#### Your objective:
Copy out the whole listing exactly as written, leaving the pictures behind.

<<<<

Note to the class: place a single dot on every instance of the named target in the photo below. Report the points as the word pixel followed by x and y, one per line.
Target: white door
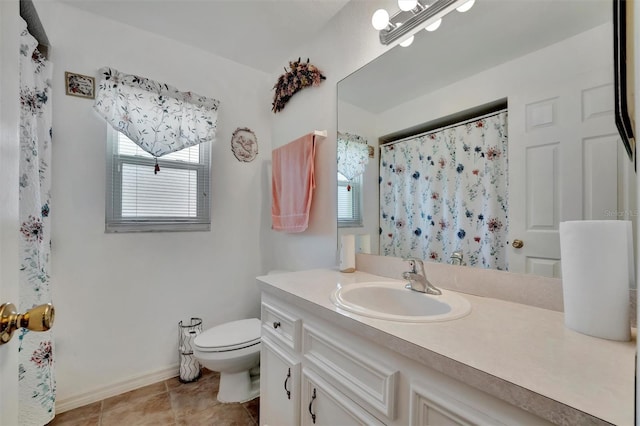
pixel 9 157
pixel 566 156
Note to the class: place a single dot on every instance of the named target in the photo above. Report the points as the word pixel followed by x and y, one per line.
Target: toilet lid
pixel 230 336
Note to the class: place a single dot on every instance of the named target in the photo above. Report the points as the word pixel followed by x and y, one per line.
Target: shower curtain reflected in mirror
pixel 446 191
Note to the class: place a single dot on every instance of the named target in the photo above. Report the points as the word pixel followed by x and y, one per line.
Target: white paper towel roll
pixel 364 244
pixel 597 270
pixel 348 253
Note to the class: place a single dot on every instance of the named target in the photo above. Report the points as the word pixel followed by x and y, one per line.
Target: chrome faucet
pixel 456 258
pixel 418 280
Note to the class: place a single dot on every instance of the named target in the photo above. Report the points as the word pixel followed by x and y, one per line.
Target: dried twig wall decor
pixel 301 75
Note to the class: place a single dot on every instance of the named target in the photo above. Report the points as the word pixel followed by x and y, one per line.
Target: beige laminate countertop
pixel 529 358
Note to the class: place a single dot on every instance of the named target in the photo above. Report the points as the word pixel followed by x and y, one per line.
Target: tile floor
pixel 167 403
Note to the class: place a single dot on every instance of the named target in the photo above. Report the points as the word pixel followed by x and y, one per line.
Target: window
pixel 174 199
pixel 349 202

>>>>

#### Final result:
Note to the class: place a single dot on every instance of the named target in the photo below. Report the points as the word pixel followed by x and y, one per line.
Target: white door
pixel 9 157
pixel 566 156
Note to the class: place a single dot on every instance of the named target in the photo above. Report the points as the word pixel followed by x and y, one per line.
Target: toilet lid
pixel 230 336
Note to the class: place a single dot on every instance of the named target in the photo above. Report the points as the word pixel followed by x and y, one per line.
Target: shower curtain reflected in mirror
pixel 446 191
Note to the class: place a single dot on every instance of the named target in the photo above. Report the points as the word pixel followed by x and y, one per line.
Target: white paper towel roll
pixel 364 244
pixel 597 270
pixel 348 253
Note to the class: place a single dot on every instance of the named target in the photo above. Report the points as the word pixel followed by x and y, one per line.
Target: chrome faucet
pixel 456 258
pixel 418 280
Note to the class: place a single dot on every instance of the named target in the photo above. Report the points as the word pixel followed by x and y, one per line.
Target: dried twig wall decor
pixel 301 75
Note to the class: place a single dot on every instance of the named target in the photo above. Report the points as the word pixel followed by x and y, one per line.
Target: beige laminate countertop
pixel 529 358
Note to the class: place a single dot on every instance of the named target in the photo above. Report the points as the word pixel followed by x and y, one per line.
Target: tile floor
pixel 167 403
Note to the class: place a single dot on every instance of the named target in the photo above. Report the points as the word pixel followed by x and y, one per line.
Target: window
pixel 174 199
pixel 349 202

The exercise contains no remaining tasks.